Required work
Copy every line in the items that follow, character for character.

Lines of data
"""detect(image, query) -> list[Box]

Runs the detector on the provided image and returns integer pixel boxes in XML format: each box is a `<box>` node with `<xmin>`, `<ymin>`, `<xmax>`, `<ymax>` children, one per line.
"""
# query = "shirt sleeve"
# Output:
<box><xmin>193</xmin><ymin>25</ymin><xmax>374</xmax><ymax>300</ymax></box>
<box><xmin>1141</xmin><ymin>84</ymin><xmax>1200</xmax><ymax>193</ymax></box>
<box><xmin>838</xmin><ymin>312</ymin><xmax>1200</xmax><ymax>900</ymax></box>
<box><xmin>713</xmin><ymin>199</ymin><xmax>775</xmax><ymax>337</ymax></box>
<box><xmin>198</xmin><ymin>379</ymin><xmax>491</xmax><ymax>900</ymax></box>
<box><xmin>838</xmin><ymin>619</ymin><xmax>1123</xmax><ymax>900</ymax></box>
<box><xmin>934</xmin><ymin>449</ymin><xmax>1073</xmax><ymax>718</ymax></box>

Response
"""detect(image, query) -> list[Box]

Runs the detector on the provided image and returns integer pixel boxes in XML format: each box is a `<box>` node with `<xmin>`, `<ymin>`, `<xmax>`, `<ymax>` children, one per line.
"""
# query = "shirt sleeve"
# Output:
<box><xmin>193</xmin><ymin>25</ymin><xmax>374</xmax><ymax>300</ymax></box>
<box><xmin>1141</xmin><ymin>84</ymin><xmax>1200</xmax><ymax>193</ymax></box>
<box><xmin>838</xmin><ymin>312</ymin><xmax>1200</xmax><ymax>900</ymax></box>
<box><xmin>713</xmin><ymin>199</ymin><xmax>775</xmax><ymax>337</ymax></box>
<box><xmin>198</xmin><ymin>379</ymin><xmax>491</xmax><ymax>900</ymax></box>
<box><xmin>838</xmin><ymin>619</ymin><xmax>1123</xmax><ymax>900</ymax></box>
<box><xmin>934</xmin><ymin>449</ymin><xmax>1073</xmax><ymax>718</ymax></box>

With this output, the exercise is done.